Passage for review section start
The actor and singer on the enduring appeal of the Who, the unspoilt charm of Sicily – and why Singin’ in the Rain was the happiest night out in London
Patsy Kensit is an actor, singer and author and was born in Hounslow, London. Her mother was a publicist and her father an associate of the Kray twins. Patsy began acting at the age of four, appearing in an advert for Birdseye frozen peas. In 1972 she had her first big screen role in For the Love of Ada. Two years later she appeared in The Great Gatsby alongside Robert Redford and Mia Farrow, whom she later portrayed in a biopic titled Love and Betrayal: The Mia Farrow Story. In her late teens she fronted the band Eighth Wonder, who had two top 20 hits. At the same time she starred in Absolute Beginners, Julien Temple’s musical adaptation of Colin Macinnes’s novel. She has since appeared in more than 40 films, including Angels and Insects, Lethal Weapon 2 and Silas Marner. Her autobiography, Absolute Beginner: My Story, is out now.
You’ll Never Eat Lunch in This Town Again by Julia Phillips
It’s the autobiography of the film producer Julia Phillips and it’s her attack on Hollywood, which she portrays as an industry populated by mad egos, liars, sexists and drug addicts. There is the initial magic after she and her husband arrive in Hollywood, but then it gets very scary and dark. She is hard on everyone and that includes herself. Even when she received her Oscar [for the Robert Redford/Paul Newman blockbuster The Sting] she was on coke, diet pills, red wine and weed. She got in a lot of trouble for writing it, but I genuinely believe it to be the best and most honest account of an industry that chews people up and spits them out.
The Royal Tenenbaums
I watch this movie all the time, and really think everyone should see it. It won a lot of awards but is still thought of as a cult movie. I love that opening shot and the music, Hey Jude. I love just how perfectly eccentric the characters are, how superbly acted it is. Essentially it concerns three siblings who experience huge success at a very young age, followed by failure after their utterly crazy dad leaves them.
I love Sicily. I have been going now for about 10 years. I used to go to Capri and Positano, but they are now super, super expensive, which is fine and lovely, but it also changes the character of a place when only the mega-rich can afford to be there. Sicily is still remarkably unspoilt and unexploited. The food is amazing, the climate is perfect, the people are friendly and the architecture goes from ancient Greek to Roman, Norman and Baroque. It is a magical place.
Passage for review section end
### Required action 1:
Reproduce the passage of the Patsy Kensit piece from "The Royal Tenenbaums" up to and including "dad leaves them.".
### Required action 2:
According to the Patsy Kensit piece, what product was the advert she appeared in when she started acting at age four?
Supplied entries section start
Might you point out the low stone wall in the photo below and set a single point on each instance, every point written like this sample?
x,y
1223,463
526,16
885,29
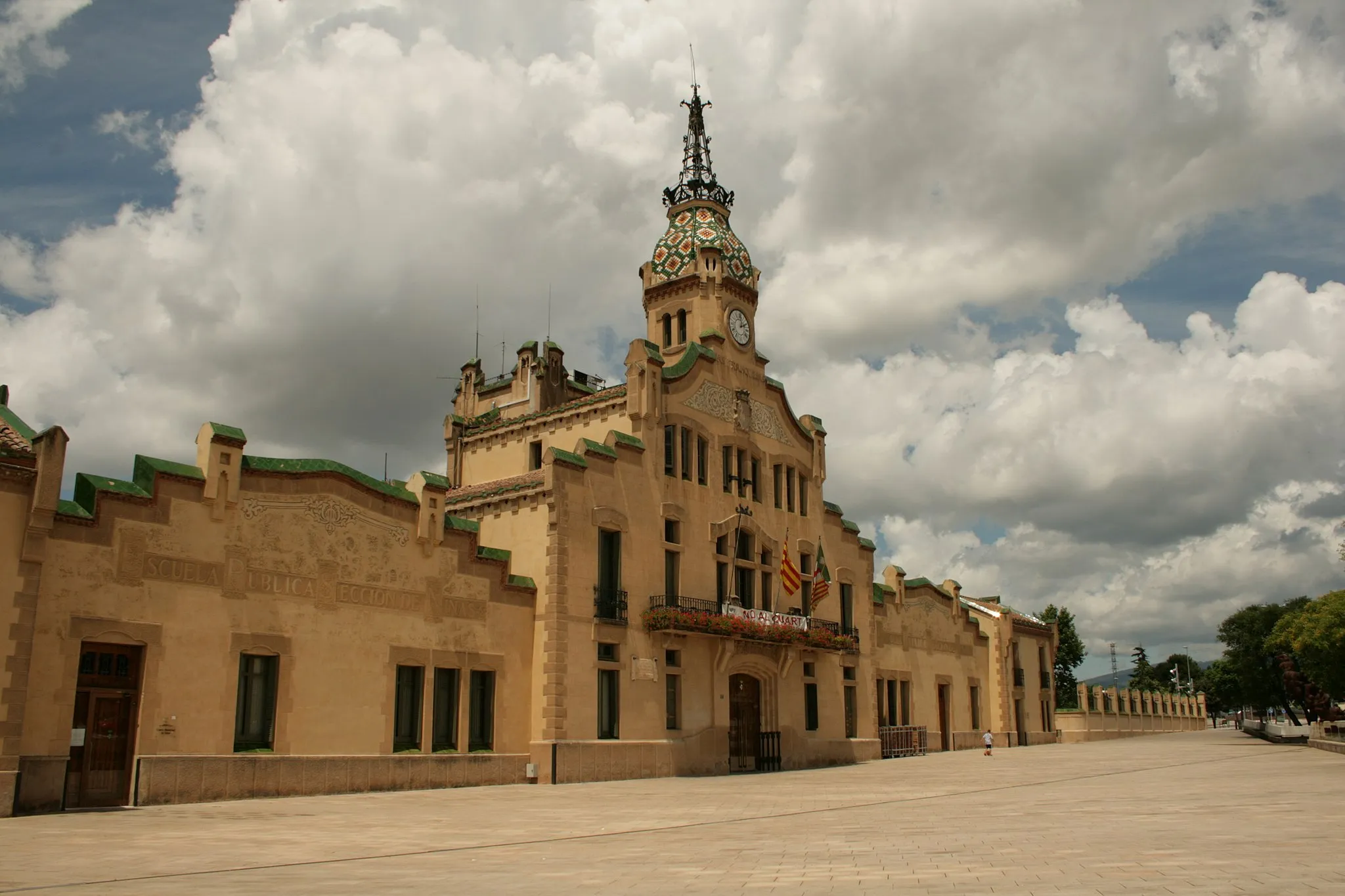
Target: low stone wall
Supplied entries section end
### Task result 1:
The Royal Tenenbaums
I watch this movie all the time, and really think everyone should see it. It won a lot of awards but is still thought of as a cult movie. I love that opening shot and the music, Hey Jude. I love just how perfectly eccentric the characters are, how superbly acted it is. Essentially it concerns three siblings who experience huge success at a very young age, followed by failure after their utterly crazy dad leaves them.

### Task result 2:
Birdseye frozen peas.